Exact copies of the line with "Where can you spot the woman" and of all lines after it through the end of the entries are required, and no other lines.

· · · ·

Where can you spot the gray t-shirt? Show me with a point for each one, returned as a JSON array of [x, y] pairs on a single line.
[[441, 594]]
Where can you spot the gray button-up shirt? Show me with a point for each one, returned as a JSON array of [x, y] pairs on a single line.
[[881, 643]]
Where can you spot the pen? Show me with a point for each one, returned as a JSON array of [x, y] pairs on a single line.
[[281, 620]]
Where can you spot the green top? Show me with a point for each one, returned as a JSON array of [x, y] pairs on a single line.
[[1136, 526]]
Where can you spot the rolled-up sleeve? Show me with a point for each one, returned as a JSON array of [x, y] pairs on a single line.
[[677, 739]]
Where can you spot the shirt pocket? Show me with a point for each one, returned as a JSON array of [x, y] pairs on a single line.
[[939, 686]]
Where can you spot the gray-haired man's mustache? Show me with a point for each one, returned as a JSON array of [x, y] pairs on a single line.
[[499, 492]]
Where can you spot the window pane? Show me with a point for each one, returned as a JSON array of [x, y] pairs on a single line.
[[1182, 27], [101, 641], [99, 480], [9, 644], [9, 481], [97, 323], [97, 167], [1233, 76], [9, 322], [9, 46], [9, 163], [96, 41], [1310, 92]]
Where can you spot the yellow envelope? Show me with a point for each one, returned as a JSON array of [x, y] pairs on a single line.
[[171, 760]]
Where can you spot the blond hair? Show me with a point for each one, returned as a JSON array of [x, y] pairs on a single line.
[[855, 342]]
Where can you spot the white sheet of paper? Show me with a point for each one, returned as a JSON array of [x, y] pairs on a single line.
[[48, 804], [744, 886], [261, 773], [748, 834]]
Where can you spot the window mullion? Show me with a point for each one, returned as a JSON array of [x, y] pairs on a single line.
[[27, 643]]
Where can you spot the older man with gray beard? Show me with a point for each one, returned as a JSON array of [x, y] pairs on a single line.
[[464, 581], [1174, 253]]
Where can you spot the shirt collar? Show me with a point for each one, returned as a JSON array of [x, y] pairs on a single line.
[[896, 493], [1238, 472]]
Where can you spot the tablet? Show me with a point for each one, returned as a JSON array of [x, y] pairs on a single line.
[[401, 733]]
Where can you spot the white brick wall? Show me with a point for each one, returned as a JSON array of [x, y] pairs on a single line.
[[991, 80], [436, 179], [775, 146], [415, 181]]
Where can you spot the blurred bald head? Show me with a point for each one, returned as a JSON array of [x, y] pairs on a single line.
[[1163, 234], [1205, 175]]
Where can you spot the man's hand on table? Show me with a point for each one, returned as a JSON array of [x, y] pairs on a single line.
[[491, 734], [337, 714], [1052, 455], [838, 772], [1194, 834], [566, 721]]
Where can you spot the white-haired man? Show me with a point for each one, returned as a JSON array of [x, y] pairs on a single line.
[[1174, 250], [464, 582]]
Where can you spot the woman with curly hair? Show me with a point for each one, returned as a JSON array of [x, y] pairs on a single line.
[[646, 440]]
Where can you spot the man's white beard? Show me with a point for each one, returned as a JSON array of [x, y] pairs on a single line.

· · · ·

Solution to this exercise =>
Where can you spot the woman with curly hair? Show me with a point for each one, returned as a JSON array of [x, y] pairs on a single line.
[[646, 440]]
Where can you spot the man's white beard? Show me with a point for each one, returned as a JSON array of [x, y] pairs on a single line.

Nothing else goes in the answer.